Prompt: Repeat the data that follows exactly, starting at the line with "Identify every instance of the blue" and ending at the line with "Identify every instance of the striped", and leave out every picture.

Source data Block Start

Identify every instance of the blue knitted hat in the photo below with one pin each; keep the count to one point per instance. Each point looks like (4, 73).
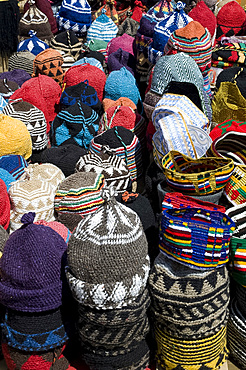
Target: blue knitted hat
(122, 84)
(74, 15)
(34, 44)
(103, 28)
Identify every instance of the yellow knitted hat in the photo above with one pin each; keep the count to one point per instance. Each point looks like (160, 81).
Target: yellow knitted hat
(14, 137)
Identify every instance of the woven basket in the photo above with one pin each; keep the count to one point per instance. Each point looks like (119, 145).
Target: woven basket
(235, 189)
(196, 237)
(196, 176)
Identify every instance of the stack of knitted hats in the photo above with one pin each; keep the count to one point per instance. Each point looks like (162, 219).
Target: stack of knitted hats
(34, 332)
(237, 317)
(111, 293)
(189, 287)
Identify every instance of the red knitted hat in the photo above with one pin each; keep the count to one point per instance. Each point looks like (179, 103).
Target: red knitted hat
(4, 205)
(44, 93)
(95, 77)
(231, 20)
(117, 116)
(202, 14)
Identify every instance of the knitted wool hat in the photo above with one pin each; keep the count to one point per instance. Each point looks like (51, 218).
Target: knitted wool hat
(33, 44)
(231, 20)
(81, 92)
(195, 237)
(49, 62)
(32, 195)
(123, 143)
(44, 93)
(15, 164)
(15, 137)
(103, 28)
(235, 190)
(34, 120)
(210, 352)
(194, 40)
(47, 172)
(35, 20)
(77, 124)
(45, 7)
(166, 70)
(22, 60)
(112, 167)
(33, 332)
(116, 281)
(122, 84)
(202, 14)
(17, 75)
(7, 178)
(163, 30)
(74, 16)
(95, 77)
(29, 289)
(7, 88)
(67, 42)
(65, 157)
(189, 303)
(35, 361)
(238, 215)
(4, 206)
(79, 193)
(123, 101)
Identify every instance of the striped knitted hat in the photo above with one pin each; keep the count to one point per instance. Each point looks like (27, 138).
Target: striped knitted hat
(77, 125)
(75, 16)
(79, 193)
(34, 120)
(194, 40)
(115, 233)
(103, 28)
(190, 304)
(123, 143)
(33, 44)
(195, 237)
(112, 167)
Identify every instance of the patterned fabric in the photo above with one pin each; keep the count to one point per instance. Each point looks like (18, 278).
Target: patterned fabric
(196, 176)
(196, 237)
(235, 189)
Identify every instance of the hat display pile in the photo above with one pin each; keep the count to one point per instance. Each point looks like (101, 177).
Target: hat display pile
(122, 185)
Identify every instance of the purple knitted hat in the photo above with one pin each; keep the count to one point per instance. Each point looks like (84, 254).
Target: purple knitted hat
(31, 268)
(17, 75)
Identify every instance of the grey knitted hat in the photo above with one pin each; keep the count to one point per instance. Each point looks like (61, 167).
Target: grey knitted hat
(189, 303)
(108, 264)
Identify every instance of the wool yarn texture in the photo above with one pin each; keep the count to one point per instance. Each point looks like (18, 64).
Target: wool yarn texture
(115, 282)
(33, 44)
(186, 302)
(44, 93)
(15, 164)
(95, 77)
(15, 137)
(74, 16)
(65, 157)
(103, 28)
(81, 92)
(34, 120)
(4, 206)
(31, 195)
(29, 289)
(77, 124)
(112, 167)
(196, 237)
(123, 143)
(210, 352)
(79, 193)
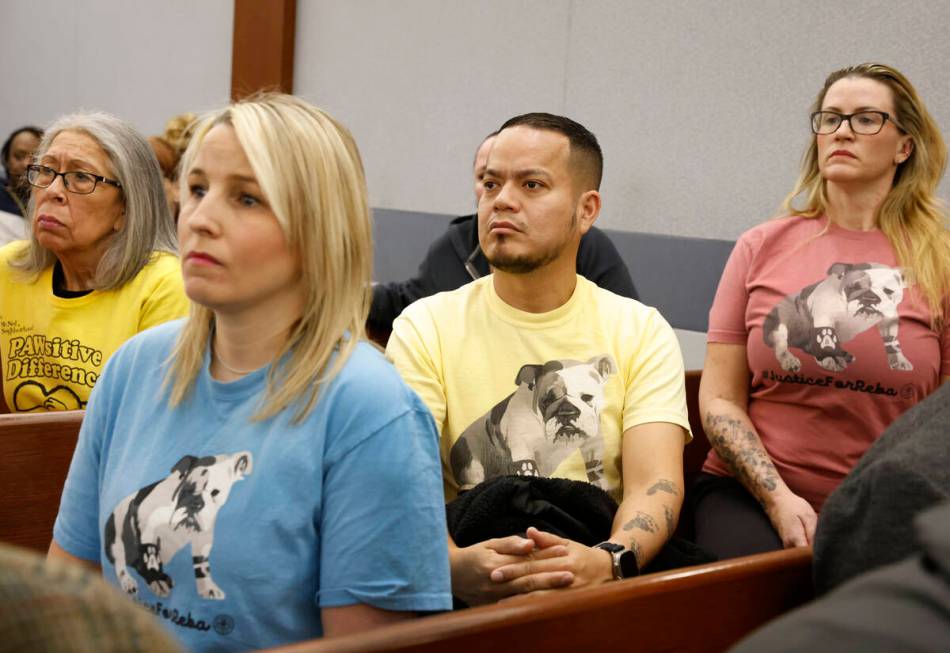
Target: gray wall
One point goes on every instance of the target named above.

Source data Block End
Source data Block Start

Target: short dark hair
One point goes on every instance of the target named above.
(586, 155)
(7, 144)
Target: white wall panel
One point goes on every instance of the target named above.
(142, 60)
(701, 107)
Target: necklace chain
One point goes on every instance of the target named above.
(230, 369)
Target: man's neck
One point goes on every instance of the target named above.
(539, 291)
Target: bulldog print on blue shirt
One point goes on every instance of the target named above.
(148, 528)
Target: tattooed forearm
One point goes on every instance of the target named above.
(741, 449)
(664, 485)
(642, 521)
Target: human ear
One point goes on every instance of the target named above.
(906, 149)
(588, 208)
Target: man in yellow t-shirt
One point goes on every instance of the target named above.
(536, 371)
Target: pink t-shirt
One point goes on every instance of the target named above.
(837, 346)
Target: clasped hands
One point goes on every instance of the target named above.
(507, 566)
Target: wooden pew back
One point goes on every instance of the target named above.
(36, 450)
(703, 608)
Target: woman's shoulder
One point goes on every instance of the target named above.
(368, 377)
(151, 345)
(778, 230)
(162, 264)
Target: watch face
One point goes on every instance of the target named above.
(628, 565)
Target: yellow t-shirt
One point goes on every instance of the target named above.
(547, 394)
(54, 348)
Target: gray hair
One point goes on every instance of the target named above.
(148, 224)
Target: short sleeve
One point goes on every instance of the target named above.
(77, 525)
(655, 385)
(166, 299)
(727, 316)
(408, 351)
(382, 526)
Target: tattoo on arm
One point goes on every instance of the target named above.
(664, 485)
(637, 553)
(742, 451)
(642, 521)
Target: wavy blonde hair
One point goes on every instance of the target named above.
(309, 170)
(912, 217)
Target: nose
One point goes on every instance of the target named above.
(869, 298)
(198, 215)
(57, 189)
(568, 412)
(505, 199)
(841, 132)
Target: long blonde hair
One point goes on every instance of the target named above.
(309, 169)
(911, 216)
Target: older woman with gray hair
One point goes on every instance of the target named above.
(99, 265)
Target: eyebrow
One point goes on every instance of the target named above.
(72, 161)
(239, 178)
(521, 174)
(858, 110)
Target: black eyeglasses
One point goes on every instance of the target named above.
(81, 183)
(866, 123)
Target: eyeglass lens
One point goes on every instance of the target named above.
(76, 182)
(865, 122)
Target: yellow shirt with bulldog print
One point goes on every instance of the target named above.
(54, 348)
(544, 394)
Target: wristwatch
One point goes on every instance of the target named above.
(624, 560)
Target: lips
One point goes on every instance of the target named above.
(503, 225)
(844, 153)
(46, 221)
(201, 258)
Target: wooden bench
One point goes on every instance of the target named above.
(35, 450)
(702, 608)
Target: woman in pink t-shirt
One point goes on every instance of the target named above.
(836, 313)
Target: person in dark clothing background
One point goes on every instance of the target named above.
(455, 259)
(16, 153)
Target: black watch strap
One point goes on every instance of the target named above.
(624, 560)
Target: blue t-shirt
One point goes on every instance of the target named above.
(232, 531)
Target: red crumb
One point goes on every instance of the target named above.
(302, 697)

Source data Block End
Source data Block Start

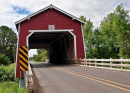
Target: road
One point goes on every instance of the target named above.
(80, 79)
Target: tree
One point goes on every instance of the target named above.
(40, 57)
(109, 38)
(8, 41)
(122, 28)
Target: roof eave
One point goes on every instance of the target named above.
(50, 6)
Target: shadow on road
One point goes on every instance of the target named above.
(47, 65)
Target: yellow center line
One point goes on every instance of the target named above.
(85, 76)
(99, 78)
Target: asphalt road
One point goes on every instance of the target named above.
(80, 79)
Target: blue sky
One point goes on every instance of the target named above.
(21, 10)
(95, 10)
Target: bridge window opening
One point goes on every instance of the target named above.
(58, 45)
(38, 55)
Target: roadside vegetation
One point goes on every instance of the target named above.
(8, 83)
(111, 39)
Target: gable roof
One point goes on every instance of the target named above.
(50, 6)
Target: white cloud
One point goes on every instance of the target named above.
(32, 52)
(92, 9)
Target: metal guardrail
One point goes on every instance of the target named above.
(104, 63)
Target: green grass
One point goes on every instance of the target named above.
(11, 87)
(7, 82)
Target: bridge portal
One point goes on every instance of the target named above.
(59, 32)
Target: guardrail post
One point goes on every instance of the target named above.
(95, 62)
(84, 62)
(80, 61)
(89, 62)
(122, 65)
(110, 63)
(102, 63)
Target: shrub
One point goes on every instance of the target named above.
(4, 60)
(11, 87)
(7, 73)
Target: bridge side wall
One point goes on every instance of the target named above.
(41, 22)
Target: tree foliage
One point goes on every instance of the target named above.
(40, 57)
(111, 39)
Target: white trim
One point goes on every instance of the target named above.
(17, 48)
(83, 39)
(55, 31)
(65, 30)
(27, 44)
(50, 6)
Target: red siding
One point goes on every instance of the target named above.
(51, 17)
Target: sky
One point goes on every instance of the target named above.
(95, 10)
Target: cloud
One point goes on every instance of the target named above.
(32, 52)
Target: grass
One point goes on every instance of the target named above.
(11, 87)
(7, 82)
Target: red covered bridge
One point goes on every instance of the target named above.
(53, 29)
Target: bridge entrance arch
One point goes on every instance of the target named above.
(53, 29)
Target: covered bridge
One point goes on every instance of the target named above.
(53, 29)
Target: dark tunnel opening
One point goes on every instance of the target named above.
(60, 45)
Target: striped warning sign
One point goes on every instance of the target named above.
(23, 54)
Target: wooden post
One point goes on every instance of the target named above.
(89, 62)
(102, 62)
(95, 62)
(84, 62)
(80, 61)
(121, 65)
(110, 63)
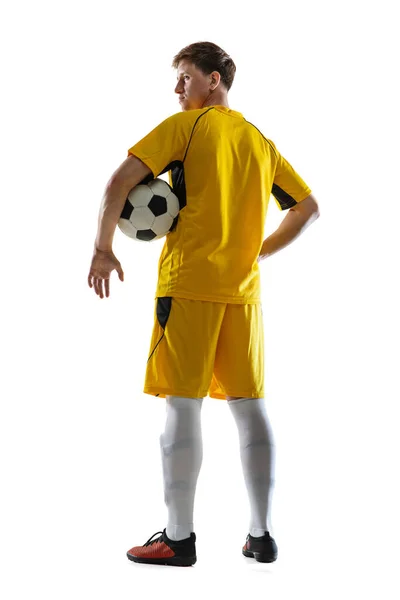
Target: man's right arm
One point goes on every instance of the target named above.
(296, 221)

Source data Block End

Solution below:
Identify every instance of the blue knitted hat in the photo below with one pin each; keep the count to one point per instance. Each point looks like (4, 73).
Target: blue knitted hat
(122, 84)
(74, 15)
(34, 44)
(103, 28)
Identify every instance of the yellow knitted hat in the photo above with one pin each; keep the count to one point per instance. Each point looks like (160, 81).
Target: yellow knitted hat
(14, 137)
Identify every instance of the woven basket in the photo above with one pin each; keep the count to one point per instance. Each point looks like (119, 145).
Target: woven basket
(235, 189)
(196, 237)
(196, 176)
Identify every instance of the stack of knitted hats in the photo above with one pin each; keep the count to one point per instance. Each point looks like (162, 219).
Target: stack of knitted hats
(34, 332)
(237, 317)
(111, 293)
(189, 287)
Identify every instance of the red knitted hat in the photo above with one pin each; keep the count to one point per instance. Each point looks like (179, 103).
Target: red knitted hat
(4, 205)
(44, 93)
(95, 77)
(231, 20)
(117, 116)
(202, 14)
Identify every instance of the knitted wool hat in the photo above with one pin each; keep the count to one point per instance. Each point looks like (51, 218).
Target: knitted wool hat
(33, 44)
(231, 20)
(81, 92)
(195, 237)
(49, 62)
(32, 195)
(123, 143)
(44, 93)
(15, 164)
(15, 137)
(103, 28)
(235, 190)
(34, 120)
(210, 352)
(194, 40)
(47, 172)
(35, 20)
(77, 124)
(45, 7)
(166, 70)
(22, 60)
(112, 167)
(33, 332)
(116, 281)
(122, 84)
(202, 14)
(17, 75)
(7, 178)
(163, 30)
(74, 16)
(95, 77)
(29, 289)
(7, 88)
(67, 42)
(65, 157)
(189, 303)
(35, 361)
(238, 215)
(4, 206)
(79, 193)
(123, 101)
Identify every instance of the striped knitted hat in the photo above with one pin each; keep the count to one point per instance. Each point looks like (27, 138).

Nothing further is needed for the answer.